» **Task instructions**:
Please transcribe the lines below word for word, starting with the line that contains "Identify the outlet" and going on through the line that contains "[376,573,394,593]", both included.

[Start Input material]

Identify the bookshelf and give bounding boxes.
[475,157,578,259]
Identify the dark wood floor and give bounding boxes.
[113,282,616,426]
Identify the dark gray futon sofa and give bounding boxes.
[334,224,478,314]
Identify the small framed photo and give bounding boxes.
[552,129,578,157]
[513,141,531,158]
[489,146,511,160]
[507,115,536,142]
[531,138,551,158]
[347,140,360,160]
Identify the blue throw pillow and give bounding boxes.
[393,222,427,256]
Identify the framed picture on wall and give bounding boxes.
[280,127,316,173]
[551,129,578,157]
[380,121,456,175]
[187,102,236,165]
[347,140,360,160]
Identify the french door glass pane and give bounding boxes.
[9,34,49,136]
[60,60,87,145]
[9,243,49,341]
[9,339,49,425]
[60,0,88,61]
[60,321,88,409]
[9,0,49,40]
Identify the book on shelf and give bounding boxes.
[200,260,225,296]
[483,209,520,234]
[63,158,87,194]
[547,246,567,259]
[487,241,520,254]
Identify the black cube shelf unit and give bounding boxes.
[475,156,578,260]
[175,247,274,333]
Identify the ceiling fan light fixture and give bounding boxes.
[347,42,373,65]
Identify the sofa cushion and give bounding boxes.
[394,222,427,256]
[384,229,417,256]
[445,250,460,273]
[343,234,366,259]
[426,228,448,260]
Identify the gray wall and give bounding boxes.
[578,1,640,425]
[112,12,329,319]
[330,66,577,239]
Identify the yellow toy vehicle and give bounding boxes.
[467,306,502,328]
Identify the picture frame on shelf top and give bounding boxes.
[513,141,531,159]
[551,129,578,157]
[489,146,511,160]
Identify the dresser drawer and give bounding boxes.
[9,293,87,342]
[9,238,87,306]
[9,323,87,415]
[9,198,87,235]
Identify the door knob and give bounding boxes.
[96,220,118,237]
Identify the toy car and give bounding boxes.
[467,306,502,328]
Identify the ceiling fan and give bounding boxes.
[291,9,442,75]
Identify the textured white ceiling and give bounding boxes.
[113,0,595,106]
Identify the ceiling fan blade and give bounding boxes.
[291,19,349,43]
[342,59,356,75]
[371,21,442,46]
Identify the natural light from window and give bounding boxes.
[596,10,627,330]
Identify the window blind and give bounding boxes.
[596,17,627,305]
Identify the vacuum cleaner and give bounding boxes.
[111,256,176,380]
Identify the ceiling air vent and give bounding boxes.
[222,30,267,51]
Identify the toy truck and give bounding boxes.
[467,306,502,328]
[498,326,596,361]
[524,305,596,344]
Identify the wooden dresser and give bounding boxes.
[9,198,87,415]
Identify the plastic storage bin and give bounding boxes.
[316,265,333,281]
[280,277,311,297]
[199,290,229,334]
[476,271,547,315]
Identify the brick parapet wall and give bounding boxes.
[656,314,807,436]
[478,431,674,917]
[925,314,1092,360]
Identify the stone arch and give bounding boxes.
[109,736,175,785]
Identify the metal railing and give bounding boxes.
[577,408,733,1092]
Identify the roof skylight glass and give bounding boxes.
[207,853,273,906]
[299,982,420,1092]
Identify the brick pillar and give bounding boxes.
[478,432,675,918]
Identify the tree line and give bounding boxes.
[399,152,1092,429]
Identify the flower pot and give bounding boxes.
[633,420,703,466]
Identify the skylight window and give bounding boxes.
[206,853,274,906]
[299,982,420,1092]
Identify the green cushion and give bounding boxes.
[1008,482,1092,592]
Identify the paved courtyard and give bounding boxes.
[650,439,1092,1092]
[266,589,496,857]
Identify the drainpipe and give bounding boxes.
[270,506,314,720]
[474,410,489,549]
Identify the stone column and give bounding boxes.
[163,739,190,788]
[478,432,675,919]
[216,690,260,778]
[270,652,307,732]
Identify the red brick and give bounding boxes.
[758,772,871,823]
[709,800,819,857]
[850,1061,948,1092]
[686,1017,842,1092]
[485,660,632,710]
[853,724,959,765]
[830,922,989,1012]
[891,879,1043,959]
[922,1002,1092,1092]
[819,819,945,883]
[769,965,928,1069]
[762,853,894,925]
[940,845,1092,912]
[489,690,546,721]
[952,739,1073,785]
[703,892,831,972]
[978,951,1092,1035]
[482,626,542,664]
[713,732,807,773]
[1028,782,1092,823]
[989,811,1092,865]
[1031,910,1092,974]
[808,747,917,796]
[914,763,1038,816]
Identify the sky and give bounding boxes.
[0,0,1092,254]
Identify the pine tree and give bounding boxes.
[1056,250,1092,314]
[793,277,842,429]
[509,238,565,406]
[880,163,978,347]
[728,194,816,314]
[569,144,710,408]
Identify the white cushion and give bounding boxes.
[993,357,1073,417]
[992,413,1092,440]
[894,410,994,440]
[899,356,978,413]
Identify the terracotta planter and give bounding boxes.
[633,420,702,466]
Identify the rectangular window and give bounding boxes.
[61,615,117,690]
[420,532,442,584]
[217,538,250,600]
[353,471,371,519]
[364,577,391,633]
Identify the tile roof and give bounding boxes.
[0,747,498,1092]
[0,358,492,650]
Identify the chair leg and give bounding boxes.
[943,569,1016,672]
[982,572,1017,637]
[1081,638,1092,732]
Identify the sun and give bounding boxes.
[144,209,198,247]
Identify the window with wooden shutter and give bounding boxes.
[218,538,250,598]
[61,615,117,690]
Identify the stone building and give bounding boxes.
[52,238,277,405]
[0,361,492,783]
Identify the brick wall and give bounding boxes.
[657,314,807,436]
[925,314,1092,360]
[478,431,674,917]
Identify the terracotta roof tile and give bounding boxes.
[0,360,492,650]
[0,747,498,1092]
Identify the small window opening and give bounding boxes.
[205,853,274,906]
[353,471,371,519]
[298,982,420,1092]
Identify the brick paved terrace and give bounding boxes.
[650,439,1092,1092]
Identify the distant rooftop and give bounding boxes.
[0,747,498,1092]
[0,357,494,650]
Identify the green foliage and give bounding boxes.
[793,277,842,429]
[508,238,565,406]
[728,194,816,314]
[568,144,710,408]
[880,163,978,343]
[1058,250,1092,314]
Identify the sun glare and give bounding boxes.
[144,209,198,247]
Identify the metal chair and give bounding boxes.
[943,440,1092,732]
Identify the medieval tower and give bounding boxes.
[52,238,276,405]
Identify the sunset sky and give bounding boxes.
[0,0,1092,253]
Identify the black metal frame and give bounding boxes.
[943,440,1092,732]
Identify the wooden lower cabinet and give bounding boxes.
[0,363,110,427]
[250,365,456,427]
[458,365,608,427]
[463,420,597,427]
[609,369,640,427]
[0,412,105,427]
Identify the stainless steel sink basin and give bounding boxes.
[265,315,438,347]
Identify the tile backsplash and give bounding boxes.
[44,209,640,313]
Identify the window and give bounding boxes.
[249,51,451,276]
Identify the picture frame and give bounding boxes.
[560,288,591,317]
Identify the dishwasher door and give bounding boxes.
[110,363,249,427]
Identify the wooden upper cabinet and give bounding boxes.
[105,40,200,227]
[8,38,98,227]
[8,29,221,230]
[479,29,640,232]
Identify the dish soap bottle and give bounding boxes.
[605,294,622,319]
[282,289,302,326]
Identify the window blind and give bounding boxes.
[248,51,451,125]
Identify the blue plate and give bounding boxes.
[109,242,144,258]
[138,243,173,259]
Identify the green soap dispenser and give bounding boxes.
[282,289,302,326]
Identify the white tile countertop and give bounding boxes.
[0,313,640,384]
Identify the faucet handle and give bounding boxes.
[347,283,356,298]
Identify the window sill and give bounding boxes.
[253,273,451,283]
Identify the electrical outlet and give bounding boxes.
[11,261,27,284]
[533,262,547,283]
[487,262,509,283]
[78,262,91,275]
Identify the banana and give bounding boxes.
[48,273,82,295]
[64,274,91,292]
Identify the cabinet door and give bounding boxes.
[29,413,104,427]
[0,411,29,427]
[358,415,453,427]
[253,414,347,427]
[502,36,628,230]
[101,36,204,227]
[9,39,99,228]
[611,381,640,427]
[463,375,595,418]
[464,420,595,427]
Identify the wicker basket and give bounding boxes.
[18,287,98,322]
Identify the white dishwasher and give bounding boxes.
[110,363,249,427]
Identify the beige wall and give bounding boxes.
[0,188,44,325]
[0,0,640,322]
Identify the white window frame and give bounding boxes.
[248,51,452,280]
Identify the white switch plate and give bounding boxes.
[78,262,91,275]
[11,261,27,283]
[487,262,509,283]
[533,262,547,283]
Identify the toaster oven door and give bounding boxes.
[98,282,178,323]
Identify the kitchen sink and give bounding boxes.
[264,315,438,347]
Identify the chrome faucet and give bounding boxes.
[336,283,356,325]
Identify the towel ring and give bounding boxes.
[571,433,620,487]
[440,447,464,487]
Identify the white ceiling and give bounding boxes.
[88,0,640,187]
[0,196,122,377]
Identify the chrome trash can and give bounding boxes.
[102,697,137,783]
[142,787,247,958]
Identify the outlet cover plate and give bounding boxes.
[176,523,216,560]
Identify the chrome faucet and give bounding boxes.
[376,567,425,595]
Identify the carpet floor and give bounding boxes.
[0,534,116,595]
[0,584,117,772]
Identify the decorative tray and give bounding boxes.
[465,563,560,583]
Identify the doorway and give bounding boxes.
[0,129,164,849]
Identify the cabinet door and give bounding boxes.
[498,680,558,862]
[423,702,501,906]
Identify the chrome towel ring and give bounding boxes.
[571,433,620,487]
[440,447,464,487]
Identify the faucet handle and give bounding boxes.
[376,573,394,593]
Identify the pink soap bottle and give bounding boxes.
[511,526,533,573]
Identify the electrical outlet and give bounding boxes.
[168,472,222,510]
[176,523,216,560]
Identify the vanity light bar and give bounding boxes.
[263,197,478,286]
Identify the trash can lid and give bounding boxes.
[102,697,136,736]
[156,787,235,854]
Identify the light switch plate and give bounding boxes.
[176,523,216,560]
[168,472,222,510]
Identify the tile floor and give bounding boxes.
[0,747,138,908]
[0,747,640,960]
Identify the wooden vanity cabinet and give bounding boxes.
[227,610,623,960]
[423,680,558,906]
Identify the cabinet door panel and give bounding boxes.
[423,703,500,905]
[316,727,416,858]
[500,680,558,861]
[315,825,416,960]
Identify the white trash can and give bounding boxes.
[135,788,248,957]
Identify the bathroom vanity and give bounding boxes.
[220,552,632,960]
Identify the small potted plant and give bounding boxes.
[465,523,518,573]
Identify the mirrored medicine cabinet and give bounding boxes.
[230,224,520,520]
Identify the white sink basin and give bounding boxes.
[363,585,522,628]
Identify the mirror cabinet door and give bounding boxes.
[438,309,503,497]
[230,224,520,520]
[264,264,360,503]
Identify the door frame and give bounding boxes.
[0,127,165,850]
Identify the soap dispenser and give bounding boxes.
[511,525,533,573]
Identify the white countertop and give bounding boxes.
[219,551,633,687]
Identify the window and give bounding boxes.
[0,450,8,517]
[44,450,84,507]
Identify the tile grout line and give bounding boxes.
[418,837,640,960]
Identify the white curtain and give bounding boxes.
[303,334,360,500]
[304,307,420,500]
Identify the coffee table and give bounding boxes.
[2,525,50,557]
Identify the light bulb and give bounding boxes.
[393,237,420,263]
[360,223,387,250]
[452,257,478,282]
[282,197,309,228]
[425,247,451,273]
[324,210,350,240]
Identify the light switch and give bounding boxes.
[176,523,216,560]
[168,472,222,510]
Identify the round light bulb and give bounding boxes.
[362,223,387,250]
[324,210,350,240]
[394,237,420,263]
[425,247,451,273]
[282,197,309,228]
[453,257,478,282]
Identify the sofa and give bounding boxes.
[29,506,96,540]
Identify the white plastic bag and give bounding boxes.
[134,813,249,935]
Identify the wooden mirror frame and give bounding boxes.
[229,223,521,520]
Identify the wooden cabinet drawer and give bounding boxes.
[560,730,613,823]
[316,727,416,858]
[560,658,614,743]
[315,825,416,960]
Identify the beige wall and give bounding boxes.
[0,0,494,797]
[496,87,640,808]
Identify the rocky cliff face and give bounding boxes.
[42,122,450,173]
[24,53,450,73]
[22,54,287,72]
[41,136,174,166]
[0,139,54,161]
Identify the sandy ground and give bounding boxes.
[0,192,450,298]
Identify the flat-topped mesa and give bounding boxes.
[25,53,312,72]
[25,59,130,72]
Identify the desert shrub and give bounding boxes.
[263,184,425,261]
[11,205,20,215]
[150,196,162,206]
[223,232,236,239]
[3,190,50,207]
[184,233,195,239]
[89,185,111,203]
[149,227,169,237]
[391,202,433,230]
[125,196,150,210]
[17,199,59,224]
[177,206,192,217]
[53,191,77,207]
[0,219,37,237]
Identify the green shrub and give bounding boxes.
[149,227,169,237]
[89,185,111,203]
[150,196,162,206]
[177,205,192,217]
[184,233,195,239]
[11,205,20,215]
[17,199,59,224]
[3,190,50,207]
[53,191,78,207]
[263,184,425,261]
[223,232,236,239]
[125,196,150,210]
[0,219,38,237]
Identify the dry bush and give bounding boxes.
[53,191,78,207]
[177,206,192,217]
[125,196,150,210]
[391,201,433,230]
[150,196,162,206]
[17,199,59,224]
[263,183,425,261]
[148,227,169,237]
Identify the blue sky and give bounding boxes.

[End Input material]

» **Solution for this task**:
Identify the outlet cover plate and give bounding boxes.
[176,523,216,560]
Identify the chrome faucet and give bounding boxes.
[376,567,425,595]
Identify the carpet floor and give bounding boxes.
[0,534,116,595]
[0,584,117,772]
Identify the decorative tray and give bounding boxes.
[465,563,560,583]
Identify the doorway and give bounding boxes.
[0,129,164,849]
Identify the cabinet door and give bounding boxes.
[498,680,558,862]
[423,702,501,906]
Identify the chrome towel ring and give bounding boxes.
[571,433,620,487]
[440,447,464,487]
Identify the faucet handle and give bounding boxes.
[376,573,394,593]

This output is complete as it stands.